(Bloco de texto):
E no idiossincrático estilo que o caracteriza, Mário Soares não deixa também de deplorar, uma vez mais, como todos deploram, a falta de auto-estima dos portugueses, chamando à colação, com uma falta de pudor e desonestidade intelectual, de acordo talvez com a ética republicana que tanto apregoa mas arrepiante para quem foi Presidente da República Portuguesa, o suposto dito de D. Carlos «no regresso das suas viagens a França», «Voltámos à piolheira», quando, hoje, como qualquer pessoa minimamente informada sabe, prova alguma há de D. Carlos algum vez ter proferido tal afirmação como não ser suposto, de acordo com o seu carácter, algum dia poder tê-lo feito.


Mas isso é o menos, respeitando apenas àquela insuperável veia à I República já característica também de Mário Soares, como se tivesse nascido ainda em pleno século XIX e não já em pleno século XX. O grave, o mais garve, mesmo muito mais grave, é vir defender devermos «pensar a Península Ibérica como um todo», não se coibindo de se referir a Espanha como «país irmão com interesses convergentes com os nossos».

Os interesses de Portugal e Espanha não são convergentes. Haverá interesses convergentes? Com certeza, mas, em abstracto, não se poderá considerar nunca, em tom de universalidade, os interesses de Portugal e Espanha como convergentes nem, menos ainda, pensar alguma vez a Península Ibérica como um todo, como se esses mesmos divergentes interesses de Portugal e Espanha, não fossem, em pontos cruciais, mesmo radicalmente opostos.

(Instruções):
1) No texto sobre Mário Soares, que dito é atribuído a D. Carlos no regresso das suas viagens a França?
2) Retome o texto sobre Mário Soares a partir do ponto em que termina.
Os itens provêm de uma fonte diferente da do texto.

(Registos de dados):
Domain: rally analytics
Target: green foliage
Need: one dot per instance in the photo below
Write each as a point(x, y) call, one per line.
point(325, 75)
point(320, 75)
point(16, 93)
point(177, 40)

(Respostas por tarefa):
1) «Voltámos à piolheira».

2)
Surpreende muito a posição de Mário Soares? Não, não surpreende.


Infelizmente não surpreende. Como sempre, sobre Portugal, do que é Portugal e dos seus interesses, Mário Soares nada sabe, nada tem a dizer que verdadeiramente merça a pena ser ouvida.


Ramalho Eanes, o terceiro orador, deu início à sua conferência de forma promissora, citando Platão. Todavia, seduzido pelo pensamento sociológico de quem se afigura ser um dos seus principais mentores espirituais, o espanhol Rafael Alvira, logo o prólogo desce daquele plano a que poderia ter subido, ou seja, a uma reflexão sobre o Homem e o significado de Pátria, a uma mera excursão sobre o trabalho e a Sociedade Civil, a sua principal preocupação, muito louvável, por certo mas, no presente caso, absolutamente irrelevante.

O que importaria considerar seria o Conceito de Estratégia Nacional defendido por Ramalho Eanes e, nesse particular, tudo quanto afirma fica igualmente muito aquém do que seria de esperar.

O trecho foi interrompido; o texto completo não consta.